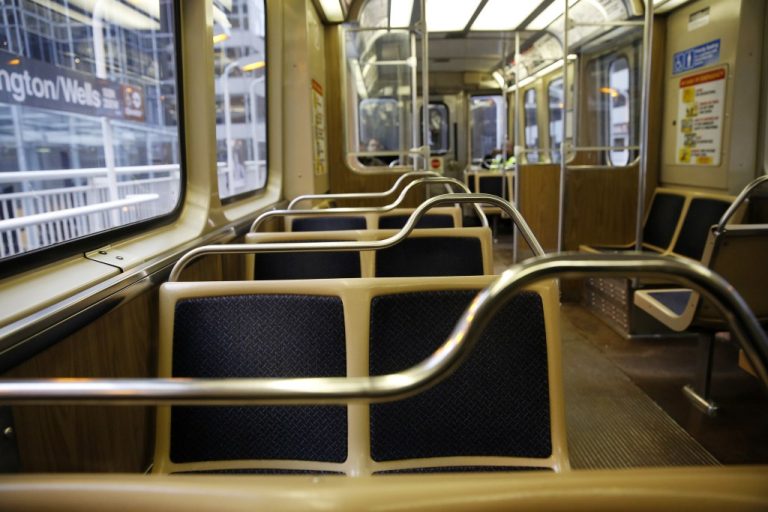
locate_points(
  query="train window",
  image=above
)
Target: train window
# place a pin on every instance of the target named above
(531, 126)
(439, 139)
(379, 127)
(240, 67)
(381, 107)
(487, 126)
(555, 96)
(89, 128)
(618, 110)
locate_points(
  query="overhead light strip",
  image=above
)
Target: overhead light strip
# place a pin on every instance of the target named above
(400, 13)
(504, 14)
(332, 10)
(450, 15)
(549, 15)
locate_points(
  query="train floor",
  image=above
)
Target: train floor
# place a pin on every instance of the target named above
(624, 400)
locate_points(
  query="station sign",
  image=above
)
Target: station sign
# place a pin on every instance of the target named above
(696, 57)
(33, 83)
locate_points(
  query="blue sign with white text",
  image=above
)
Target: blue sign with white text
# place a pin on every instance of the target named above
(696, 57)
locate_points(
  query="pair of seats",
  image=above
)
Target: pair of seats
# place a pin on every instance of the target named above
(736, 252)
(502, 410)
(425, 252)
(448, 217)
(677, 222)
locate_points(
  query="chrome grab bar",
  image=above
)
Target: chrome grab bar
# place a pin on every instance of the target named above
(361, 195)
(417, 214)
(370, 209)
(438, 366)
(743, 196)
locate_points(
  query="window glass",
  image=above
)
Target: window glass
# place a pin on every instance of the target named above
(89, 136)
(619, 110)
(380, 101)
(487, 116)
(555, 95)
(240, 67)
(379, 124)
(531, 126)
(439, 139)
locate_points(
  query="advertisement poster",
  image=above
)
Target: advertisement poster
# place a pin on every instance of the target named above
(318, 123)
(700, 118)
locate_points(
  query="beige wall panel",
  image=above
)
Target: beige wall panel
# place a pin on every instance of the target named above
(304, 54)
(737, 24)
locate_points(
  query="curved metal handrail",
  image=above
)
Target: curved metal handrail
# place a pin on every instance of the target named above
(445, 360)
(370, 209)
(364, 245)
(361, 195)
(743, 196)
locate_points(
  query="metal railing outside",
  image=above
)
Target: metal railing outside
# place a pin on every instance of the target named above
(78, 203)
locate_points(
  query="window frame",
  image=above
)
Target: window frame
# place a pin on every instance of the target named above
(529, 150)
(555, 154)
(500, 118)
(439, 152)
(260, 191)
(609, 63)
(22, 262)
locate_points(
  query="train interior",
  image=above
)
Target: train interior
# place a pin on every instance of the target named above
(383, 254)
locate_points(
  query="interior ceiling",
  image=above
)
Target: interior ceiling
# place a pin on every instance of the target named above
(471, 52)
(472, 49)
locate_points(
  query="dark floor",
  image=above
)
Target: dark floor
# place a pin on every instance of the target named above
(661, 367)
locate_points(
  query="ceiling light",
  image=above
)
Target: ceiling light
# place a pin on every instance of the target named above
(218, 38)
(253, 65)
(499, 79)
(504, 15)
(400, 13)
(450, 15)
(332, 10)
(221, 18)
(549, 15)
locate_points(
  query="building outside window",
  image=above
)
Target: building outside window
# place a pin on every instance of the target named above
(240, 68)
(89, 129)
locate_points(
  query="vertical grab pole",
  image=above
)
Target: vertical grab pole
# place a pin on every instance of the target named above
(644, 136)
(415, 101)
(425, 81)
(561, 207)
(518, 153)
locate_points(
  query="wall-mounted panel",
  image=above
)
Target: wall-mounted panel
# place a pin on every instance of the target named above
(712, 65)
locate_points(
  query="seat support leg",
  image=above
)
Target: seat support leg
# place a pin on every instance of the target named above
(699, 392)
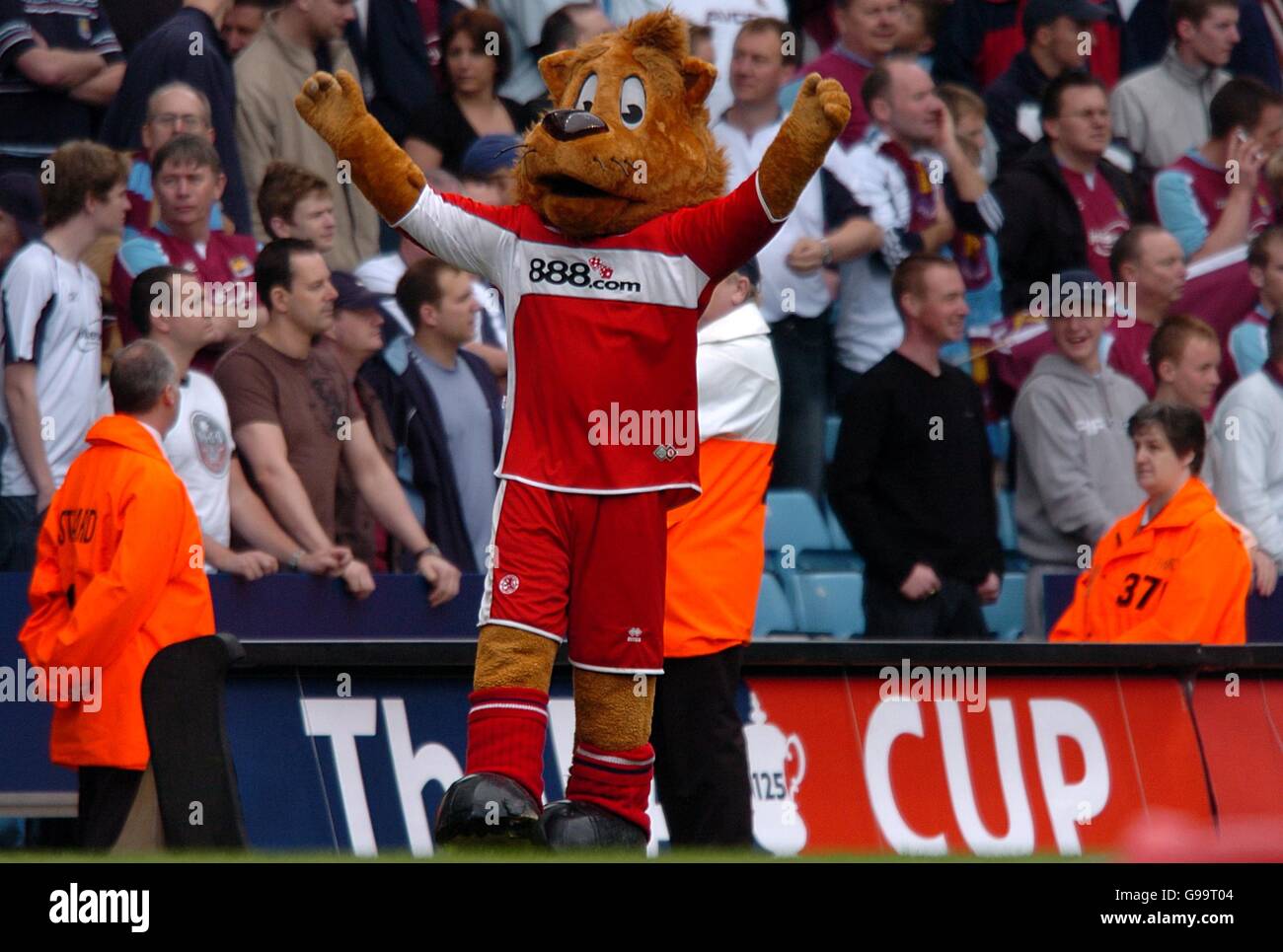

### What needs to be done
Starting at the top of the listing above, reproduce each line up to and including the one with "Target: chrome grab bar"; omit the pictures.

### Result of the task
locate_points(
  query="train window",
  image=above
)
Target: train window
# place a pin on every instance of the target named above
(531, 126)
(439, 139)
(379, 127)
(240, 67)
(381, 107)
(487, 126)
(555, 96)
(89, 128)
(618, 110)
locate_points(
  query="overhead light strip",
  image=above
)
Target: overhead light strip
# place a pin on every instance of the target named above
(400, 13)
(504, 14)
(332, 10)
(450, 15)
(549, 15)
locate_points(
  query="train floor",
  image=above
)
Target: train floor
# place a pin on every instance of the target named above
(624, 400)
locate_points(
  query="station sign",
  image=above
)
Target: station sign
# place a pin on every instance of the target named above
(696, 57)
(33, 83)
locate_points(
  query="blue sign with white text",
  image=above
)
Target: blue sign with white text
# place a pin on every instance of the target named above
(696, 57)
locate_points(
  query="pair of seats",
  image=above
)
Target: pair of seats
# place a pin on every instance of the target named above
(736, 252)
(502, 410)
(425, 252)
(448, 217)
(677, 222)
locate_points(
  query="chrome grab bar",
  image=above
)
Target: chrome grab bar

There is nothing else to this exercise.